--- Start Page ---

Since \(\det \mathbf {W}\ne 0\) it follows that Φ(u) = W−1 Φ(f) and hence

$$\displaystyle \begin{aligned} \mathcal{I}u=u-\mathbf{g}{\mathbf{W}}^{-1}\Phi(f)=f, \end{aligned} $$
(17)

from where formula (12) is obtained. Moreover, since the input function f ∈ C[a, b] is arbitrary, we have \(R(\mathcal {I})=C[a,b]\) which means that \(\mathcal {I}\) is bijective.

Lastly, in (12) the functionals Φk are bounded on C[a, b] and hence the operator \(\mathcal {I}^{-1}\) is bounded. Thus, if the operator \(\mathcal {I}\) is bijective then it is correct. □

Let now the mth order linear differential operator A : C[a, b] → C[a, b]:

$$\displaystyle \begin{aligned} Au=a_m(x)\frac{d^mu}{dx^m}+a_{m-1}(x)\frac{d^{m-1}u}{dx^{m-1}}+\cdots+a_1(x)\frac{du}{dx}+a_0(x), \end{aligned} $$
(18)

--- End Page ---
--- Start Record set ---

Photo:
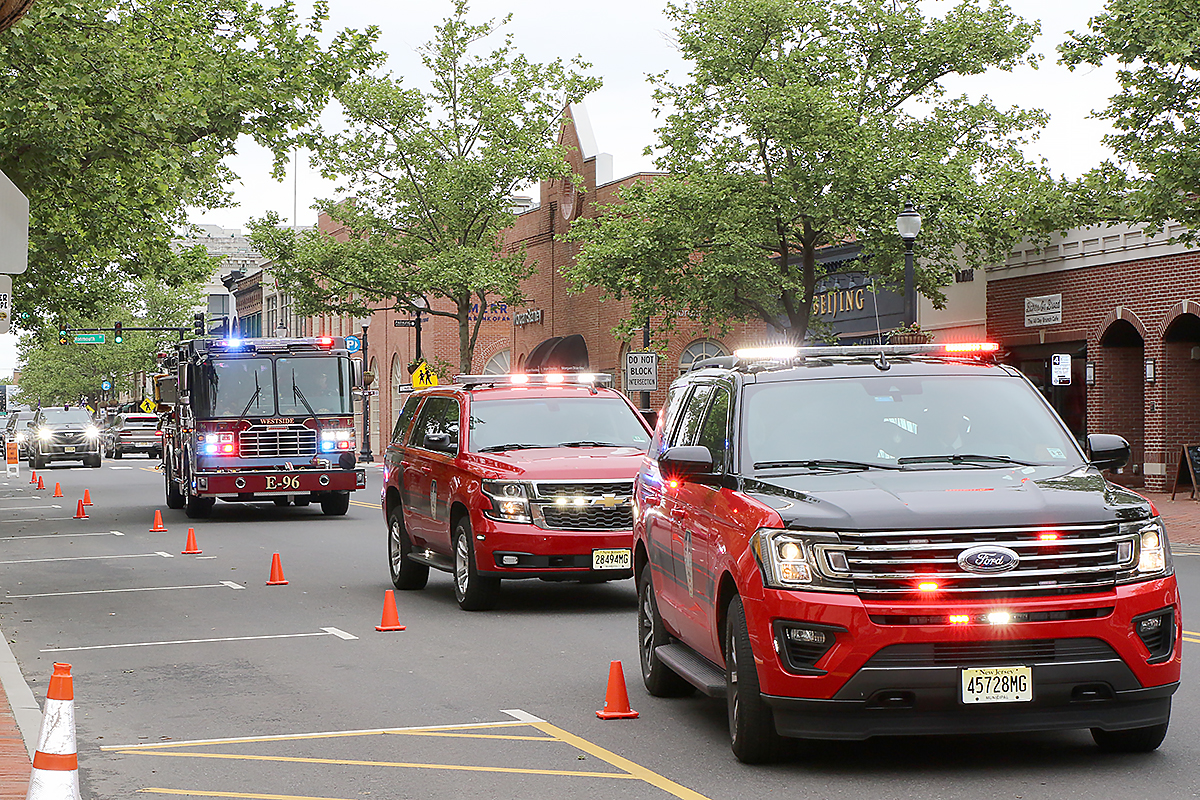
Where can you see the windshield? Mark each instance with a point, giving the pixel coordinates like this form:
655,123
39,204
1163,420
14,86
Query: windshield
323,383
904,420
70,415
555,422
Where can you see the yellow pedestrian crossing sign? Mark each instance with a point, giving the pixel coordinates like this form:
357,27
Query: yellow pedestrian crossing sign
424,377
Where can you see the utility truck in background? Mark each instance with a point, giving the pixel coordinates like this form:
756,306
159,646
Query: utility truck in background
259,419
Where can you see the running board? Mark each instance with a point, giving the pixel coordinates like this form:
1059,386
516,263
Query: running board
430,558
694,668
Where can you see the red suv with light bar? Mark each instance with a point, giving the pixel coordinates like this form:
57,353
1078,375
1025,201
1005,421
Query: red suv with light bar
513,476
858,541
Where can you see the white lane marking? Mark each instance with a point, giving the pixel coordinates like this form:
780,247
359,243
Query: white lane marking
87,558
113,591
103,533
324,631
340,633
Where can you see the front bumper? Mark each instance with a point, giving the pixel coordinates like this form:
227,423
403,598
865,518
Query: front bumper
541,553
881,677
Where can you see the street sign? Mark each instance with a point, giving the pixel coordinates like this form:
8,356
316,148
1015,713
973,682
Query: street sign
641,372
1060,370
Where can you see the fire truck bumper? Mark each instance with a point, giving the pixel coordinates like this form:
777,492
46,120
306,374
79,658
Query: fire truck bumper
300,481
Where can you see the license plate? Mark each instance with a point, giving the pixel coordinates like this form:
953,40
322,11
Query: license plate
615,559
997,685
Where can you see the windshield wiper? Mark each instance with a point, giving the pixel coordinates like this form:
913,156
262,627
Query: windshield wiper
822,463
515,446
588,443
961,458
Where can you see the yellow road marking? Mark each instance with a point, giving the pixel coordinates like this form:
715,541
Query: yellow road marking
635,770
352,762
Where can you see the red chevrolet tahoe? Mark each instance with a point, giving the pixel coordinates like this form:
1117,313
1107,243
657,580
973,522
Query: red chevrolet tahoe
847,542
513,476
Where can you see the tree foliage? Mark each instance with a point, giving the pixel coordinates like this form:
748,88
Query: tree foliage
431,176
808,124
1156,114
63,373
115,116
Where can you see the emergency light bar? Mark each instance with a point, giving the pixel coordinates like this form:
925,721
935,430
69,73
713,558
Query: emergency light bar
543,379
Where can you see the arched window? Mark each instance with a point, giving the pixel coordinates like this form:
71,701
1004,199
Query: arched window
498,365
699,350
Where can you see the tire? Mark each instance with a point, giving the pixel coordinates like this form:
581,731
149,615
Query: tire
336,504
473,591
660,680
405,573
753,733
1134,740
174,497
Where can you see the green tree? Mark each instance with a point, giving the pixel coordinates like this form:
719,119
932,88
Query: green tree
61,373
1156,114
432,175
115,116
808,124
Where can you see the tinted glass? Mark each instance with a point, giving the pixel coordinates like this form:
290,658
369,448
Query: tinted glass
886,419
556,422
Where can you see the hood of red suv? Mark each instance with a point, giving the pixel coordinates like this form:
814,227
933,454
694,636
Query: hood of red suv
559,463
947,498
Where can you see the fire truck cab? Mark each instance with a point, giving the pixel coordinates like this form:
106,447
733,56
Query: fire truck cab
259,419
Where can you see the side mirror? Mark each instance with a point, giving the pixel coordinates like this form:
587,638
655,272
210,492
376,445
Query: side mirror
1108,451
678,463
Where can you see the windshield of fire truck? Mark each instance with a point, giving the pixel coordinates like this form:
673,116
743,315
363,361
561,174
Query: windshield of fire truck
323,383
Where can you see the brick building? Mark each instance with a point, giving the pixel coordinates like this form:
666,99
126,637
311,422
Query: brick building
1121,304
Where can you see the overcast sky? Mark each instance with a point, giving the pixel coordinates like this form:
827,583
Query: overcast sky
624,41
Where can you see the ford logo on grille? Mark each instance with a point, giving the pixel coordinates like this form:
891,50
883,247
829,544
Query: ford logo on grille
988,559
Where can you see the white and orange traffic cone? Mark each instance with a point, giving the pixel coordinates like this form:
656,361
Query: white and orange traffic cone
55,774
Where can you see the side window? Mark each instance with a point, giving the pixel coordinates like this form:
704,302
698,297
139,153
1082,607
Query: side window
693,416
406,416
714,433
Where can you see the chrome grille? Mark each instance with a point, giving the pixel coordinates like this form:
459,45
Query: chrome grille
1083,558
293,441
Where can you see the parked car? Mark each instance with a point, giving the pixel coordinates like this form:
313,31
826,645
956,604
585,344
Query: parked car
841,542
63,434
132,433
513,477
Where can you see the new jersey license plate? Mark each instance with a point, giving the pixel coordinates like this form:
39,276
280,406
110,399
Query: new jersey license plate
997,685
612,559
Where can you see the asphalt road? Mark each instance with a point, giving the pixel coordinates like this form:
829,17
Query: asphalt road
193,678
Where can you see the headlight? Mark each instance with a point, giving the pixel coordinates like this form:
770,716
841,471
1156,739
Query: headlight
1151,552
510,500
789,559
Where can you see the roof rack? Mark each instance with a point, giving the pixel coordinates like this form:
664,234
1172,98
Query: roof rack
544,379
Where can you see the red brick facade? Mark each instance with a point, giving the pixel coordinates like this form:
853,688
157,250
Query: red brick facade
1139,324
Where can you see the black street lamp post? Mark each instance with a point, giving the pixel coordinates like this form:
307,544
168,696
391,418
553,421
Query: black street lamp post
909,226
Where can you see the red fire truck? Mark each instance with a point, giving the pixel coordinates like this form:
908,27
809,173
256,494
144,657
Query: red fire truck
259,419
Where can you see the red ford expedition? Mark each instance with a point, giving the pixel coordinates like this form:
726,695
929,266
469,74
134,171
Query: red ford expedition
845,542
513,476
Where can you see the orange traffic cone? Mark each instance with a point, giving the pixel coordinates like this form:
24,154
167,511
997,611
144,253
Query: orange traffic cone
390,620
616,702
191,548
276,572
55,762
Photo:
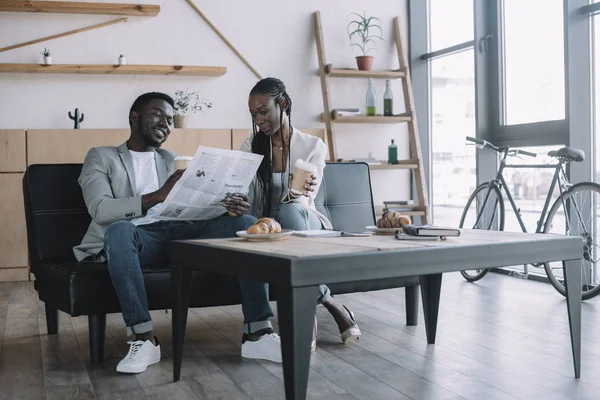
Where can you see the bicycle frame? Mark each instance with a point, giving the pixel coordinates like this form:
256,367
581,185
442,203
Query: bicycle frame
499,182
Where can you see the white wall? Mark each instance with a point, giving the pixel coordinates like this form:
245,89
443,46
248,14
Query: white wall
275,36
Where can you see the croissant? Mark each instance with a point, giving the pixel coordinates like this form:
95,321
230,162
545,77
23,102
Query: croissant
264,226
393,219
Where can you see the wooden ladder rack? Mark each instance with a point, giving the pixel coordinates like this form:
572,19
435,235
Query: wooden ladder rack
331,117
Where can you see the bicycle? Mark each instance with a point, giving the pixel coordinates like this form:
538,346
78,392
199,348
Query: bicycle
485,210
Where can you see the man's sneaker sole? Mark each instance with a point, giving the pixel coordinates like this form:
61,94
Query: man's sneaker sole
257,355
138,369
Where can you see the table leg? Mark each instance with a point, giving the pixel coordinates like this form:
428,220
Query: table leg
572,274
181,284
296,310
430,293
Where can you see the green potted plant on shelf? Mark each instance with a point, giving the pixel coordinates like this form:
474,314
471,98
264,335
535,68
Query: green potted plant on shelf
47,56
187,103
363,31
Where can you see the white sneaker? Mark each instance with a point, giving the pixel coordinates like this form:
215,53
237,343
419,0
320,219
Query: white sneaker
141,355
268,347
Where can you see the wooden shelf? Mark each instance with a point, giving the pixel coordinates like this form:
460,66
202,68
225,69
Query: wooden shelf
412,211
363,119
354,73
113,69
68,7
402,164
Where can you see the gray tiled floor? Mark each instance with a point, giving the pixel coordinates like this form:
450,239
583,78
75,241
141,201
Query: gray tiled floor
501,338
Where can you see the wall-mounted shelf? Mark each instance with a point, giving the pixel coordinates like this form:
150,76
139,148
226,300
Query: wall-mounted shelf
416,211
114,69
402,164
363,119
354,73
68,7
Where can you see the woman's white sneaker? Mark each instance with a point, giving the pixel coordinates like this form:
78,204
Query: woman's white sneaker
141,355
267,347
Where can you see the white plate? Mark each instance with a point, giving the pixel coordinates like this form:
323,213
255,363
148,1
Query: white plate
265,236
383,231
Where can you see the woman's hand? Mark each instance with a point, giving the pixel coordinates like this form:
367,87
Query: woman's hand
309,185
236,204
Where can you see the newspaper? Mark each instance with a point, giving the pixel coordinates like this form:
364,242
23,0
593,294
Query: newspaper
210,176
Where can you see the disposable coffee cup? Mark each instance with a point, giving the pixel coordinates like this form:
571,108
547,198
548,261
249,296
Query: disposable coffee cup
303,171
182,162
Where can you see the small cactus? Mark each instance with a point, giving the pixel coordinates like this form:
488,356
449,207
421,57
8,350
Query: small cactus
76,118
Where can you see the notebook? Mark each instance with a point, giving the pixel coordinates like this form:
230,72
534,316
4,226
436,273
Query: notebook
430,230
317,233
325,233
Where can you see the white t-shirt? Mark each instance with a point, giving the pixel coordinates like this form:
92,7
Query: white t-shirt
146,181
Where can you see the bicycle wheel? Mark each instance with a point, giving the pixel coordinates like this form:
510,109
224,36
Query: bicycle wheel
485,212
583,203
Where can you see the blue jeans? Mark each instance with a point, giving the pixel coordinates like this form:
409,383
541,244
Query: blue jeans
130,249
297,217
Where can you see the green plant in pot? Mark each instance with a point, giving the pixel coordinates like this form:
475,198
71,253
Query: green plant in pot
363,31
187,103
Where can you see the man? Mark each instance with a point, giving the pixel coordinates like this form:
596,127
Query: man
122,187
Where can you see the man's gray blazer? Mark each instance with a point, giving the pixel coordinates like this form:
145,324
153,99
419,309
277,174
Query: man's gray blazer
107,180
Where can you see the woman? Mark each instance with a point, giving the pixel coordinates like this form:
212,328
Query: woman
281,145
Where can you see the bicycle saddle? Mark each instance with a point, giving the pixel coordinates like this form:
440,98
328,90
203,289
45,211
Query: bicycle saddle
568,153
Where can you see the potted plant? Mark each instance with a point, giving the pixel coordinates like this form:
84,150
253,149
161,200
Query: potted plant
187,103
47,56
363,31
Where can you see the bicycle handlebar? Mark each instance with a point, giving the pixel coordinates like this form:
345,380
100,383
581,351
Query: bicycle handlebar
526,153
485,143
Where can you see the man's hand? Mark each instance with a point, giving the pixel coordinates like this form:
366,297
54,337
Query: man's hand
168,185
309,185
151,199
236,204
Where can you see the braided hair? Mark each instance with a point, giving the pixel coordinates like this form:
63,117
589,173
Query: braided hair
261,143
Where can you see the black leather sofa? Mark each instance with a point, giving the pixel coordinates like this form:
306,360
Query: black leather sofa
57,219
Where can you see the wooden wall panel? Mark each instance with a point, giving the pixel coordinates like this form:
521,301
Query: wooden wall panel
12,151
239,135
69,145
13,232
14,274
185,141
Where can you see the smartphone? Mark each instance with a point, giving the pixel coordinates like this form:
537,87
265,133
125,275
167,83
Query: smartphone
356,233
403,236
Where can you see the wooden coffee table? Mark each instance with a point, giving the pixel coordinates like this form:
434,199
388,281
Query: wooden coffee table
296,266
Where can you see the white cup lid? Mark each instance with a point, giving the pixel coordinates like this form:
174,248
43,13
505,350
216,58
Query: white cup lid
305,166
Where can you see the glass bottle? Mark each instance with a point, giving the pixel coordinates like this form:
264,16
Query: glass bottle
388,100
371,108
393,153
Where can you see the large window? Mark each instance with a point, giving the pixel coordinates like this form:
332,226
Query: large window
452,82
517,73
533,61
453,118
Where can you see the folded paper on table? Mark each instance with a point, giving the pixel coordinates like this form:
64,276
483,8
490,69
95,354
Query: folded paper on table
210,176
429,230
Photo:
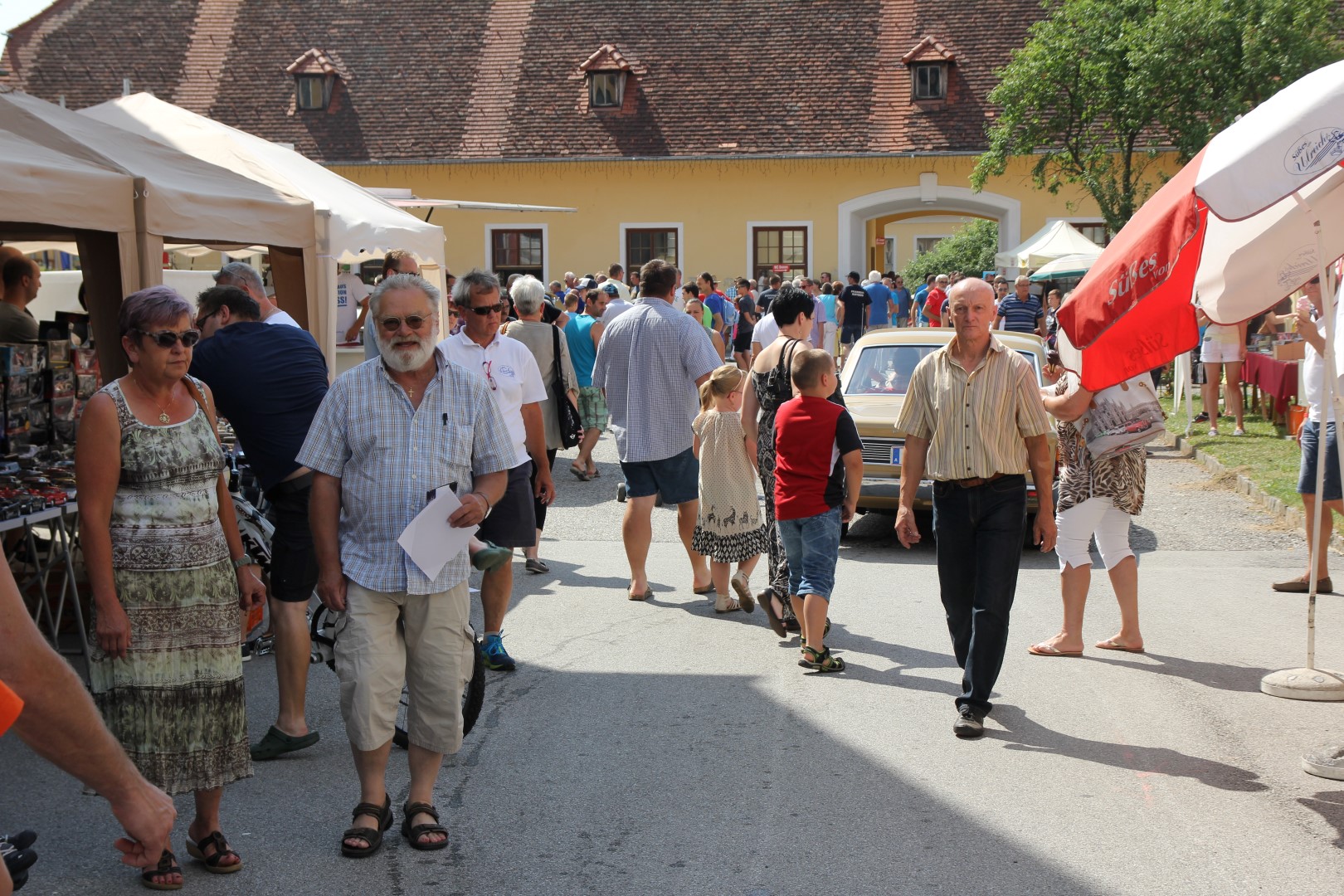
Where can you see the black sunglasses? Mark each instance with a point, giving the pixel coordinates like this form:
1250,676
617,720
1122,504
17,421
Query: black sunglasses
392,324
167,338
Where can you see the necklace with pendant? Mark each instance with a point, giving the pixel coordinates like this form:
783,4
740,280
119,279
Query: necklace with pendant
163,414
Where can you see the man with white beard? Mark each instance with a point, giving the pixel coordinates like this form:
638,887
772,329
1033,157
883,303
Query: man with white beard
388,434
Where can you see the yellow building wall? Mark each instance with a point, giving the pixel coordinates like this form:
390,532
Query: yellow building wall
714,202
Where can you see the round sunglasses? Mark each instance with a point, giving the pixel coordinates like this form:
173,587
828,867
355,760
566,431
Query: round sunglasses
167,338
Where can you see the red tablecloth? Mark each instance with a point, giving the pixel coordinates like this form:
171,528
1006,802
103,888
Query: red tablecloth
1270,377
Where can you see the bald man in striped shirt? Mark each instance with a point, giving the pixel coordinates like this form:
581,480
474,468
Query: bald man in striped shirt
973,421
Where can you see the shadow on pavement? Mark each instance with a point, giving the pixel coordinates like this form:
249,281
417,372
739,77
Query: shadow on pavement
1025,733
1222,676
1328,805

--- End Record set ---

Reproduce the full text about the bijective operator, without changing a single character.

● Written response:
Since \(\det \mathbf {W}\ne 0\) it follows that Φ(u) = W−1 Φ(f) and hence

$$\displaystyle \begin{aligned} \mathcal{I}u=u-\mathbf{g}{\mathbf{W}}^{-1}\Phi(f)=f, \end{aligned} $$
(17)

from where formula (12) is obtained. Moreover, since the input function f ∈ C[a, b] is arbitrary, we have \(R(\mathcal {I})=C[a,b]\) which means that \(\mathcal {I}\) is bijective.

Lastly, in (12) the functionals Φk are bounded on C[a, b] and hence the operator \(\mathcal {I}^{-1}\) is bounded. Thus, if the operator \(\mathcal {I}\) is bijective then it is correct. □

Let now the mth order linear differential operator A : C[a, b] → C[a, b]:

$$\displaystyle \begin{aligned} Au=a_m(x)\frac{d^mu}{dx^m}+a_{m-1}(x)\frac{d^{m-1}u}{dx^{m-1}}+\cdots+a_1(x)\frac{du}{dx}+a_0(x), \end{aligned} $$
(18)